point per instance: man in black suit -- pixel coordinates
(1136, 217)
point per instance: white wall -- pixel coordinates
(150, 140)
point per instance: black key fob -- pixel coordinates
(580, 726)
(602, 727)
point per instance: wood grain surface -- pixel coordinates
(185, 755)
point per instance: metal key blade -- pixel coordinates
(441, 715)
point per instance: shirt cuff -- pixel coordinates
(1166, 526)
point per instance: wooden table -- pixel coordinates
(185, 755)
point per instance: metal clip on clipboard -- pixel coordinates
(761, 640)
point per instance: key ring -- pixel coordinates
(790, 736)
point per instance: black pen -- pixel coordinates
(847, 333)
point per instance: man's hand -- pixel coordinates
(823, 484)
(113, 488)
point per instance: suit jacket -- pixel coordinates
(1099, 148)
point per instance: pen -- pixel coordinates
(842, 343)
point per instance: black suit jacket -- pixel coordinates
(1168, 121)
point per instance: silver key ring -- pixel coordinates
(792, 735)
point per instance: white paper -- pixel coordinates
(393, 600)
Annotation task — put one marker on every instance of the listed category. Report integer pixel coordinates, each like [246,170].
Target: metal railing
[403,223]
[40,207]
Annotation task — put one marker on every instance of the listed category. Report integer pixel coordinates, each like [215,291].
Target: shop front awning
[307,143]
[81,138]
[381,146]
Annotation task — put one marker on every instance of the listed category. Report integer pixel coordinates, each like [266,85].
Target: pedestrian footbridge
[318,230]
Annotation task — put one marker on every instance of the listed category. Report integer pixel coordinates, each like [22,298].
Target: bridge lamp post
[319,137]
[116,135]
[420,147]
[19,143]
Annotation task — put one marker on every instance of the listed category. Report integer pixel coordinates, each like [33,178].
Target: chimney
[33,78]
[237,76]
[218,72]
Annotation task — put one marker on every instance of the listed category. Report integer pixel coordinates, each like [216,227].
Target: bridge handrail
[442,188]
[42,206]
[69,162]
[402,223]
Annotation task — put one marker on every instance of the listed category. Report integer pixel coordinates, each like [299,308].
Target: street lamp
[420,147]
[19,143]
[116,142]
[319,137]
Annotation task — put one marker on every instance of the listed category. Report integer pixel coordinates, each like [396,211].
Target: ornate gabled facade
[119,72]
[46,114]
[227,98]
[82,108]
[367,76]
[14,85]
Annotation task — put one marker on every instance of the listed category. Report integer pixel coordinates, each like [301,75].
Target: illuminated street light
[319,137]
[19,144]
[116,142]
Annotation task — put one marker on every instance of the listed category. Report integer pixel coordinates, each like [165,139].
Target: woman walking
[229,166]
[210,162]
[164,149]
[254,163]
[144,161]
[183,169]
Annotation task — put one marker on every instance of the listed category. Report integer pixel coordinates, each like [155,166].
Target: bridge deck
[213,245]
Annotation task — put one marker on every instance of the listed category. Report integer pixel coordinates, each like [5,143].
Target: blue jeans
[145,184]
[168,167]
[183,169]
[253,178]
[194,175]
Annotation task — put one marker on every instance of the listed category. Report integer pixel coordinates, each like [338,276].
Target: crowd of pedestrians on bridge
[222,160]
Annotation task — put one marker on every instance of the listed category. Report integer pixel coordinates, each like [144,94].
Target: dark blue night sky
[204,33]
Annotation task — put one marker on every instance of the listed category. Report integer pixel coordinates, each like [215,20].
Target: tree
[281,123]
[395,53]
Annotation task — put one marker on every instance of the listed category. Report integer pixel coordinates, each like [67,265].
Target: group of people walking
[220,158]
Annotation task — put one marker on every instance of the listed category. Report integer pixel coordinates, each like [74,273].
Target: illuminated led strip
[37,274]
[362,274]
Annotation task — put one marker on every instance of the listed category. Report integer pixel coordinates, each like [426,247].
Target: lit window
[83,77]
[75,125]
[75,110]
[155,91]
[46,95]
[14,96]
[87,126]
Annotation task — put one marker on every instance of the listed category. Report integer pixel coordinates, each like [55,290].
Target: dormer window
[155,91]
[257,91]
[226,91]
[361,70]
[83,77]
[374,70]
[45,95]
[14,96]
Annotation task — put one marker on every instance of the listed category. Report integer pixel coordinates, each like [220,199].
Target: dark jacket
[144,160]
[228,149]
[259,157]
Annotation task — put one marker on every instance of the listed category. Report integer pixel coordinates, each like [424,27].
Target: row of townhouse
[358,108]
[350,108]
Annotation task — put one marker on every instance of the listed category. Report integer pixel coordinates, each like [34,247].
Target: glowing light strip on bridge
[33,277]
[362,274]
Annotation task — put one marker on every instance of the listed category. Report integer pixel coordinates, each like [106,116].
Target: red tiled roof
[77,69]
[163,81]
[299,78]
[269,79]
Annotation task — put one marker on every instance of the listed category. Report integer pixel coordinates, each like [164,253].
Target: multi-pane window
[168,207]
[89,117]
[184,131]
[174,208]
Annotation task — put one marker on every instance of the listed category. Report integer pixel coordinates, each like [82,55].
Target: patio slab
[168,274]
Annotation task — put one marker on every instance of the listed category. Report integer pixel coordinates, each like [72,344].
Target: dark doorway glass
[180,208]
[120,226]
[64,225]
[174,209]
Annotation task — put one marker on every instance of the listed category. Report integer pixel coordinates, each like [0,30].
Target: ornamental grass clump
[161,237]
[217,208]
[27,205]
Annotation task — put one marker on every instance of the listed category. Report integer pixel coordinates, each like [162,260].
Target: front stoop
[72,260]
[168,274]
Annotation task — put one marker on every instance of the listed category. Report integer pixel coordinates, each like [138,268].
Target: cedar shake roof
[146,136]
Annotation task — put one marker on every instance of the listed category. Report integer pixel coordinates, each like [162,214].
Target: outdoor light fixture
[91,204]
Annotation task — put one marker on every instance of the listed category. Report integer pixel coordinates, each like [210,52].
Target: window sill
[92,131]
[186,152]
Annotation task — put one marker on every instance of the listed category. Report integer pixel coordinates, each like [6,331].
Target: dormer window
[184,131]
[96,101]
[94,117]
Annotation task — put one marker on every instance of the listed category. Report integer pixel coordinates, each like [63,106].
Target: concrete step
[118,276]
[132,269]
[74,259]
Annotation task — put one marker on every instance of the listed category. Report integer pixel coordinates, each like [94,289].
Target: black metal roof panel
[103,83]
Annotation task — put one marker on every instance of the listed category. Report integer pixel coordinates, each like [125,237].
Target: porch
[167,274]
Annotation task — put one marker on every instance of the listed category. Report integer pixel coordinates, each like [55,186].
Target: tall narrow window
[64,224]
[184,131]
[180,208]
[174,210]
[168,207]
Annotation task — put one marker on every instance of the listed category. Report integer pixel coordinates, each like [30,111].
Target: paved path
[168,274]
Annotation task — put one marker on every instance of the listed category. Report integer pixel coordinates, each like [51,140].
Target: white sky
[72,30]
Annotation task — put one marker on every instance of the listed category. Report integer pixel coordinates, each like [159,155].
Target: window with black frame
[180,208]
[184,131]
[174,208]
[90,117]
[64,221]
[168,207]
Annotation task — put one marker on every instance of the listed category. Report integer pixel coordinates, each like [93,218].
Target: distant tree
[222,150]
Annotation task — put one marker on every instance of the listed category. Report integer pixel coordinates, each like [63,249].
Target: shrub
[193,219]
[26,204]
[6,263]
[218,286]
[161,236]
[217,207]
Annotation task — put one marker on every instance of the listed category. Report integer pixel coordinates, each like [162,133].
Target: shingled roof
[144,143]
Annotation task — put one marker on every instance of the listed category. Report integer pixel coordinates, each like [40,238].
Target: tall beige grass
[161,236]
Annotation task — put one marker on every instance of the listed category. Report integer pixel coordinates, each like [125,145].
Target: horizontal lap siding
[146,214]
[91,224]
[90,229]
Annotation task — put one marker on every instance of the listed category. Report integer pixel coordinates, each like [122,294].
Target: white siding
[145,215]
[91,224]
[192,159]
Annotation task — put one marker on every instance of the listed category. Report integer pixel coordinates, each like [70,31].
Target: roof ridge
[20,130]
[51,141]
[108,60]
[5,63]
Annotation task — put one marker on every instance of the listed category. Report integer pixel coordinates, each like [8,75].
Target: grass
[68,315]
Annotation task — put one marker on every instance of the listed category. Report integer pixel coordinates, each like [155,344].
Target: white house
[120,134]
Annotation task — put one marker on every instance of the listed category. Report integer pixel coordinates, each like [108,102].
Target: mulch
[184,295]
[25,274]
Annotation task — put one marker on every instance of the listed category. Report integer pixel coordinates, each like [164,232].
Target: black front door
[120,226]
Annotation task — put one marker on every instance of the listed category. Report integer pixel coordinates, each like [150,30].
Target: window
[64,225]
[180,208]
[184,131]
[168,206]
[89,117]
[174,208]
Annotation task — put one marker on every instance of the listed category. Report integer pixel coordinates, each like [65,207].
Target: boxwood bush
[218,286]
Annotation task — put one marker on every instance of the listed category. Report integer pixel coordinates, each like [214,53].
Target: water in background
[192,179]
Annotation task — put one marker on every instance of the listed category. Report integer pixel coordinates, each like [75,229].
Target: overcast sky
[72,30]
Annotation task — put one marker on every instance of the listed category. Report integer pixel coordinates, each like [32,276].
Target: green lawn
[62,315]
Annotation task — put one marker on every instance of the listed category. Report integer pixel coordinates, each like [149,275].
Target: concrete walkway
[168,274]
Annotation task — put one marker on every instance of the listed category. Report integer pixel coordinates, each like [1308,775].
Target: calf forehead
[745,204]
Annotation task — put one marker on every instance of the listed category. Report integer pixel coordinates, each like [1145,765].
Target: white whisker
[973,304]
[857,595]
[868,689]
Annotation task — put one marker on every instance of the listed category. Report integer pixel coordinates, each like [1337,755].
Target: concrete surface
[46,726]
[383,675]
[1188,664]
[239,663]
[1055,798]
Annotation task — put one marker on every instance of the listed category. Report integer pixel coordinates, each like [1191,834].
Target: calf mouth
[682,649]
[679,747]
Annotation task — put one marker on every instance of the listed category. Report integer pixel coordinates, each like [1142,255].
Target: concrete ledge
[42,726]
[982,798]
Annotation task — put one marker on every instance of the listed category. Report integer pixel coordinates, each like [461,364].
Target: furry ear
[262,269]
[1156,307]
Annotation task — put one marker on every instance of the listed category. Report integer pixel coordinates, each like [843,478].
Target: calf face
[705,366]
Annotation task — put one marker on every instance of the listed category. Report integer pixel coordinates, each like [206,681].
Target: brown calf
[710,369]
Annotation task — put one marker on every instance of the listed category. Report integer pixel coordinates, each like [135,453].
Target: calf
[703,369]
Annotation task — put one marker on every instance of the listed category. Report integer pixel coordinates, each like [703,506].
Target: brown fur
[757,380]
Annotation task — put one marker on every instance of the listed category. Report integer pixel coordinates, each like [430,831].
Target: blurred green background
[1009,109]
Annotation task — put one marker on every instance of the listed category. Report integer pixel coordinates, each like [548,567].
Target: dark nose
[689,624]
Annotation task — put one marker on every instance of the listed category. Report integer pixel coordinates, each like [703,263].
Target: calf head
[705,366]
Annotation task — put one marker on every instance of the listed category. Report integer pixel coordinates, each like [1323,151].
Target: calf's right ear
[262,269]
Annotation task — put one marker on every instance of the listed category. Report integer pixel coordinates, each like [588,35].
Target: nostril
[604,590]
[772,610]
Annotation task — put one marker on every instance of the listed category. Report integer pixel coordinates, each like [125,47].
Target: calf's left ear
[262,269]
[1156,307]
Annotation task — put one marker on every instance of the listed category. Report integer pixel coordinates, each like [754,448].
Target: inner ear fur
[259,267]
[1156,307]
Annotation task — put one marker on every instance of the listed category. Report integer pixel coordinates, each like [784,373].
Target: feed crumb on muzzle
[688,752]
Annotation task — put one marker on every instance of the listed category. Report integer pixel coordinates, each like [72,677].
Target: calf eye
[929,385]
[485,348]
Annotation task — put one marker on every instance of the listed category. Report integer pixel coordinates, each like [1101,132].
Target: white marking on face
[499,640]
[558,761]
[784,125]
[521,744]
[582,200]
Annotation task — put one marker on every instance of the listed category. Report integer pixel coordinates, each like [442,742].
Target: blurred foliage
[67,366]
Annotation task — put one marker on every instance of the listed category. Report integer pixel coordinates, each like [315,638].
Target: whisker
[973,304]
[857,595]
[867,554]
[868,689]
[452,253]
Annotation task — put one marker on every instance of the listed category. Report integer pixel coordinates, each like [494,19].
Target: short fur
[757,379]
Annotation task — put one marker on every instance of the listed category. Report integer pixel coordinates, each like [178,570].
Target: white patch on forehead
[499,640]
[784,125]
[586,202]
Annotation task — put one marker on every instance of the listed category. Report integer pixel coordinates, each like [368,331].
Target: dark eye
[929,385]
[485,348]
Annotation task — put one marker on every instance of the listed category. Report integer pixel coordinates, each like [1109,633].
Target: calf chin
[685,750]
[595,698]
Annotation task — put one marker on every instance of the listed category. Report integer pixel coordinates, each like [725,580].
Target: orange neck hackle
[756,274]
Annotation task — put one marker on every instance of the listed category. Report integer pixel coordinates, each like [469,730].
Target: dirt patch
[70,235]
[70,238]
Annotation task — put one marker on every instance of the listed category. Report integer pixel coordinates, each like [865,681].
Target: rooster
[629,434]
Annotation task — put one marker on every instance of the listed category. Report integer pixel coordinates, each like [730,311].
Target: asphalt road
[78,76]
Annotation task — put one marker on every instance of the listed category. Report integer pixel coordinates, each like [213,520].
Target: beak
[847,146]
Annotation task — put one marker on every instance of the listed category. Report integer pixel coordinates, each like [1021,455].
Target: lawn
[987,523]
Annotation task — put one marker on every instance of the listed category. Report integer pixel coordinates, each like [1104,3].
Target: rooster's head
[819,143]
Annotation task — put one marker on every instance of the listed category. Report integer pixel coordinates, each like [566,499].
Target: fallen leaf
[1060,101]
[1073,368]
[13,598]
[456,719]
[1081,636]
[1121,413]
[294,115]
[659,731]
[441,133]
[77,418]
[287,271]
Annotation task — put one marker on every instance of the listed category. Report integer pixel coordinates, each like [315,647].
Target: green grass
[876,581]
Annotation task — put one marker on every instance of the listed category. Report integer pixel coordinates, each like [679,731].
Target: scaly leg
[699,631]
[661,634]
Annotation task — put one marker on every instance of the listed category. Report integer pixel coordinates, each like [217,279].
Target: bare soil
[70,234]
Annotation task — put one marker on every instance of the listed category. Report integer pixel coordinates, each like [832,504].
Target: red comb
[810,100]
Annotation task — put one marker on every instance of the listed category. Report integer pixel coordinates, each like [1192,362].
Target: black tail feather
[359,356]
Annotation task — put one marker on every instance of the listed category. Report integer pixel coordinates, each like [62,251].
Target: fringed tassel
******
◆ DIRECTIONS
The lines from the one containing "Target: black tail feather" through the last line of the records are to be transcribed exactly, with nothing else added.

◆ OUTPUT OF THE EXERCISE
Target: black tail feather
[359,356]
Annotation task — put one marker on every instance of the listed category. Report integer pixel coordinates, each like [62,251].
Target: fringed tassel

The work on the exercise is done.